- Text:

9. Compile-Time Directives
Directives run before Lash parsing. They are useful for file inclusion, conditional compilation, raw shell passthrough, and build-time diagnostics.
Directive lines start with @.
Conditional directives
@define ENABLE_LOGS true
@if ENABLE_LOGS == true
echo "logs enabled"
@elif DEBUG
echo "debug enabled"
@else
echo "quiet"
@end
Supported directive expression features:
- symbol presence checks
- literals
==!=!&&||- parentheses
Use @end, not @endif.
Defining and undefining symbols
@define MODE release
@define FEATURE_X=true
@undef FEATURE_X
Definitions may use either whitespace or =:
@define NAME value
@define NAME=value
Importing Lash source
@import "./shared.lash"
Plain @import includes and preprocesses another file. Relative paths are resolved relative to the file containing the directive.
@import is only allowed at file/preprocessor scope, not inside runtime blocks.
Importing file text into a variable
@import "./template.txt" into template
echo $"{template}"

[Data records]
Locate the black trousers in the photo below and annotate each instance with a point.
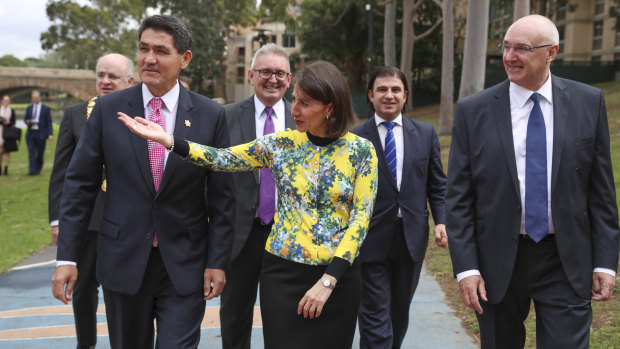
(562, 317)
(388, 288)
(239, 294)
(86, 294)
(178, 317)
(283, 284)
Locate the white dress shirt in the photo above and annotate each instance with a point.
(520, 108)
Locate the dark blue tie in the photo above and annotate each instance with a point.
(390, 148)
(536, 207)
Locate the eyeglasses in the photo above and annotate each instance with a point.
(520, 49)
(112, 77)
(266, 74)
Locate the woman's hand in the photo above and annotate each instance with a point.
(311, 305)
(146, 129)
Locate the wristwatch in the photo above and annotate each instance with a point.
(327, 283)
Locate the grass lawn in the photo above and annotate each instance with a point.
(605, 329)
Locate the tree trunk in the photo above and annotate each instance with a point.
(389, 29)
(447, 69)
(522, 9)
(474, 55)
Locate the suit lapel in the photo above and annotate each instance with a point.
(140, 148)
(561, 99)
(182, 126)
(501, 110)
(410, 140)
(371, 133)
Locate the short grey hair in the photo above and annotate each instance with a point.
(272, 49)
(128, 62)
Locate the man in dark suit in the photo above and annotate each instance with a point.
(114, 72)
(39, 121)
(531, 204)
(162, 248)
(270, 76)
(410, 174)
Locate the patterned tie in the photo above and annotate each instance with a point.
(156, 150)
(536, 203)
(390, 148)
(267, 185)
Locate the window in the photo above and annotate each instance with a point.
(597, 37)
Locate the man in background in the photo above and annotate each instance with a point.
(39, 121)
(410, 175)
(263, 113)
(114, 72)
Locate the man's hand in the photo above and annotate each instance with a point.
(311, 305)
(63, 281)
(469, 288)
(441, 238)
(602, 286)
(55, 234)
(215, 279)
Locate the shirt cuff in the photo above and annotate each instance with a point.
(59, 263)
(605, 270)
(181, 147)
(462, 275)
(337, 267)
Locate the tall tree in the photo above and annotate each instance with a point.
(411, 10)
(389, 31)
(447, 69)
(474, 55)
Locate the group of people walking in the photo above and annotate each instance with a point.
(330, 220)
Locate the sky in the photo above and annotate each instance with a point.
(21, 25)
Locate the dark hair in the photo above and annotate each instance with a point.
(322, 81)
(382, 72)
(177, 27)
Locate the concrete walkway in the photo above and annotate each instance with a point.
(31, 318)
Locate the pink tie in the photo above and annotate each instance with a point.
(156, 150)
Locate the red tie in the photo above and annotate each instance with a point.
(156, 150)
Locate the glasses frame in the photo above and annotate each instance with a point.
(527, 49)
(263, 74)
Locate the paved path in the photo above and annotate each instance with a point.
(31, 318)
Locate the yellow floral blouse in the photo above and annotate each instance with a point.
(325, 194)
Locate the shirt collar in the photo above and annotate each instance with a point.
(521, 95)
(259, 107)
(171, 98)
(398, 120)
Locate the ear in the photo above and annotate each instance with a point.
(186, 58)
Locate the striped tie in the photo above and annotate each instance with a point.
(390, 148)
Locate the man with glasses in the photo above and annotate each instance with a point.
(263, 113)
(114, 73)
(531, 204)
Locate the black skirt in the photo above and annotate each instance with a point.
(283, 284)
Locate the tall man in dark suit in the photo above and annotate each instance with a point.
(162, 248)
(531, 204)
(39, 121)
(270, 76)
(410, 174)
(114, 72)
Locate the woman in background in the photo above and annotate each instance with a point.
(326, 180)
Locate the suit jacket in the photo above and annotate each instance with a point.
(68, 136)
(484, 205)
(191, 236)
(45, 120)
(242, 128)
(422, 179)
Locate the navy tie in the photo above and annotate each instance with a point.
(390, 148)
(536, 206)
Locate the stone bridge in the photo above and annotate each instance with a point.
(76, 82)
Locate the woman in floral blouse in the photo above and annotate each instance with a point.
(326, 180)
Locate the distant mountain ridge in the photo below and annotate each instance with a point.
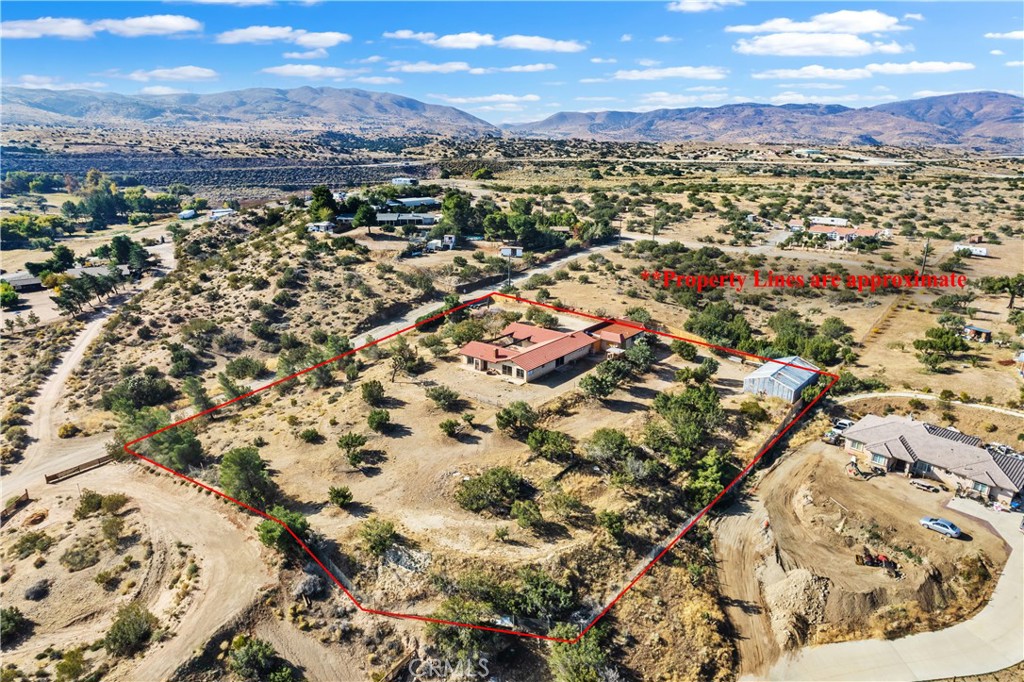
(978, 120)
(348, 109)
(986, 120)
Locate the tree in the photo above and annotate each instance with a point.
(244, 476)
(378, 536)
(8, 297)
(526, 513)
(580, 662)
(444, 397)
(373, 393)
(379, 420)
(352, 444)
(365, 216)
(323, 203)
(275, 536)
(252, 658)
(341, 497)
(518, 418)
(131, 631)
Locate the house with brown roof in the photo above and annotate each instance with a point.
(906, 445)
(525, 352)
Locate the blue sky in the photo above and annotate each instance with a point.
(521, 61)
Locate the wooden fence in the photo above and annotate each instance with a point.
(74, 471)
(13, 506)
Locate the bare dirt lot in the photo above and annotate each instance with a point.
(801, 530)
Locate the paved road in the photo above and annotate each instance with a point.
(991, 640)
(928, 396)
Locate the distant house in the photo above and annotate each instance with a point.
(972, 333)
(221, 213)
(971, 250)
(784, 378)
(406, 219)
(415, 202)
(847, 233)
(525, 352)
(906, 445)
(828, 220)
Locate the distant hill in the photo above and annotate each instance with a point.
(346, 110)
(981, 120)
(988, 120)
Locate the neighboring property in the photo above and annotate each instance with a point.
(523, 352)
(784, 378)
(847, 233)
(415, 202)
(906, 445)
(828, 220)
(972, 333)
(970, 250)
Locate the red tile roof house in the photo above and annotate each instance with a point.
(524, 352)
(903, 444)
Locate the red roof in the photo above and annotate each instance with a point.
(543, 353)
(613, 330)
(531, 333)
(486, 351)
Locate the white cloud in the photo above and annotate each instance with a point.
(464, 41)
(541, 44)
(50, 83)
(472, 40)
(49, 27)
(487, 99)
(175, 74)
(815, 44)
(430, 68)
(318, 53)
(269, 34)
(814, 72)
(845, 20)
(913, 68)
(161, 89)
(811, 86)
(803, 98)
(378, 80)
(1013, 35)
(310, 71)
(700, 5)
(157, 25)
(699, 73)
(888, 69)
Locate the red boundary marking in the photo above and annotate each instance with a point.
(427, 619)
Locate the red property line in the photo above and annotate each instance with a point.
(427, 619)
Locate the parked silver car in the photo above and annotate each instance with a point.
(942, 525)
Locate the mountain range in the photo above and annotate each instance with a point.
(979, 120)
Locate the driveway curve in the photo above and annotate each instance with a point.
(990, 641)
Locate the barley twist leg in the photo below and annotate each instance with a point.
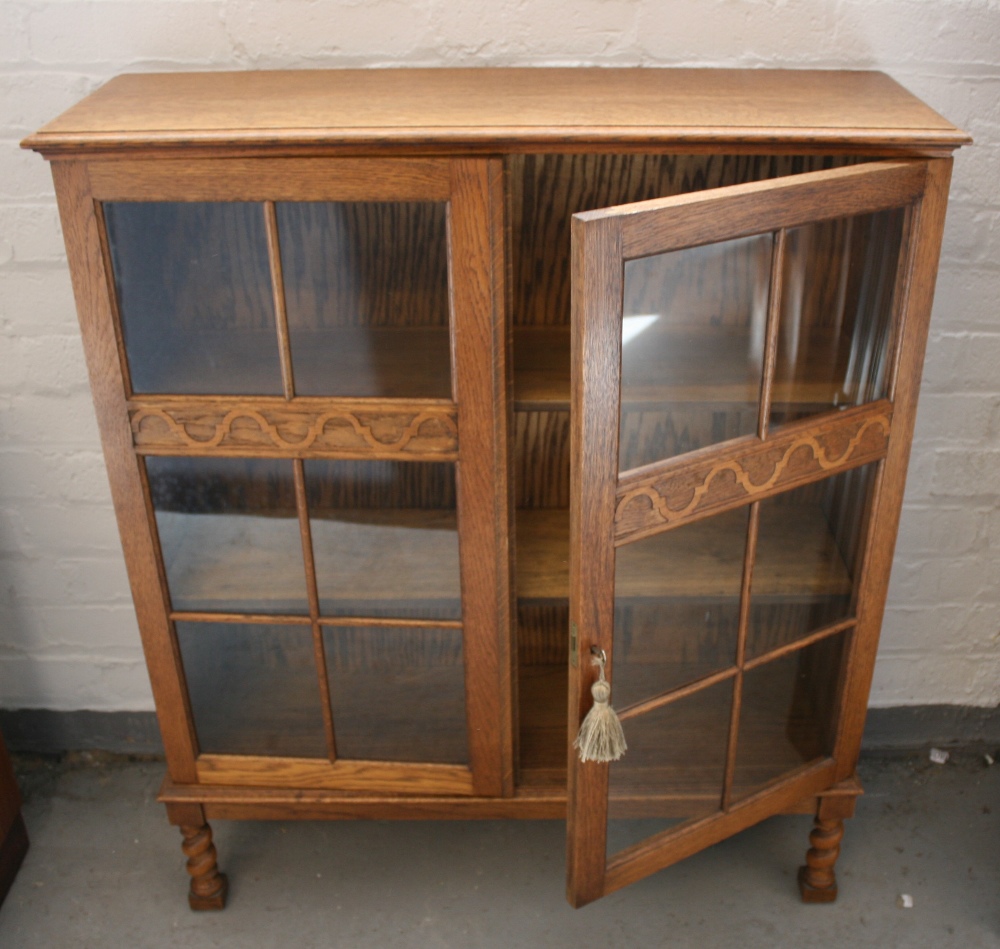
(817, 881)
(208, 886)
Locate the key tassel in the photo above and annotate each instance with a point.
(600, 737)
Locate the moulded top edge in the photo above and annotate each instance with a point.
(451, 106)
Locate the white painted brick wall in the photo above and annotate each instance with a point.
(68, 637)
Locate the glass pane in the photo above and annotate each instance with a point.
(366, 292)
(254, 689)
(836, 313)
(809, 549)
(385, 538)
(397, 694)
(194, 293)
(677, 604)
(692, 348)
(229, 533)
(788, 712)
(674, 768)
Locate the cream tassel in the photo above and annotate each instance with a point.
(600, 737)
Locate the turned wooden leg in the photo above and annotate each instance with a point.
(817, 881)
(208, 886)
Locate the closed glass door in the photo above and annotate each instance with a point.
(301, 358)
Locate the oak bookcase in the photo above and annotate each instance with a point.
(418, 388)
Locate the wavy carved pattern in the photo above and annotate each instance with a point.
(760, 470)
(295, 428)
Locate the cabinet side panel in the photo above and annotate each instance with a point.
(480, 375)
(923, 254)
(597, 293)
(94, 308)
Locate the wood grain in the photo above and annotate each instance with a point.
(13, 834)
(275, 179)
(137, 530)
(660, 226)
(484, 512)
(913, 318)
(512, 108)
(369, 776)
(301, 428)
(712, 480)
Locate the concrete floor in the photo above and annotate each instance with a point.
(105, 870)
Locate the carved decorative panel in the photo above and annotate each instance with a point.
(301, 428)
(688, 488)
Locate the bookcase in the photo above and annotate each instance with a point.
(421, 389)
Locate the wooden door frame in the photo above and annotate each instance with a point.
(473, 189)
(602, 241)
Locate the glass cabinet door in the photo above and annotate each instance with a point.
(733, 385)
(289, 356)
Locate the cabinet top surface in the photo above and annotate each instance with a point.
(520, 108)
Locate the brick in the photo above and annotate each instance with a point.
(24, 176)
(62, 476)
(36, 302)
(730, 33)
(967, 473)
(121, 33)
(589, 28)
(941, 530)
(77, 582)
(70, 683)
(30, 99)
(43, 365)
(52, 529)
(936, 680)
(37, 234)
(963, 362)
(46, 420)
(13, 32)
(954, 416)
(972, 236)
(301, 33)
(966, 299)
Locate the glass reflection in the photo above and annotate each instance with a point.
(838, 289)
(194, 294)
(385, 538)
(366, 293)
(674, 768)
(788, 713)
(693, 335)
(229, 534)
(398, 694)
(254, 689)
(809, 550)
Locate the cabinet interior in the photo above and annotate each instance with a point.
(680, 598)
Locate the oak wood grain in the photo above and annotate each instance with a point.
(353, 775)
(90, 287)
(300, 428)
(485, 515)
(524, 107)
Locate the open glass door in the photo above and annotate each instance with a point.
(735, 356)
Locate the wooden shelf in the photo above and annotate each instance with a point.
(542, 374)
(707, 567)
(347, 361)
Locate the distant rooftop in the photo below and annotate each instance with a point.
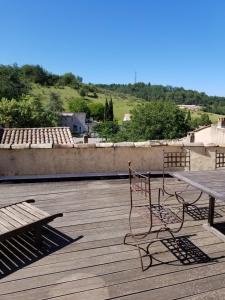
(45, 135)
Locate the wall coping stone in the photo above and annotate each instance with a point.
(62, 146)
(41, 146)
(104, 145)
(210, 145)
(5, 146)
(20, 146)
(84, 146)
(124, 144)
(194, 145)
(142, 144)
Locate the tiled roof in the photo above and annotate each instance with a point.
(54, 135)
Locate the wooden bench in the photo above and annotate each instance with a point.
(21, 217)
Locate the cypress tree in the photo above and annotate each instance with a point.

- Using the information:
a - In the compile-time directives text, how are relative paths in a plain @import resolved?
b - Pick up the compile-time directives text from its last line and continue it.
The data records play no part in the work here.

- Answers given:
a - They are resolved relative to the file containing the directive.

b -
@import "path" into name reads file text into a multiline string. If name is already known at top level, the directive assigns it. Otherwise it creates a new let.
Imported text cannot contain ]] when using into, because the preprocessor represents it as a Lash multiline string literal.
Raw blocks
@raw
case "$1" in
--help) echo help ;;
esac
@end
Raw block content is passed through as command text while the current directive branch is active.
Build-time diagnostics
@warning This script assumes GNU sed.
@if PLATFORM == windows
@error Windows is not supported by this script.
@end
@warning emits a non-fatal diagnostic. @error stops compilation when the active branch is reached.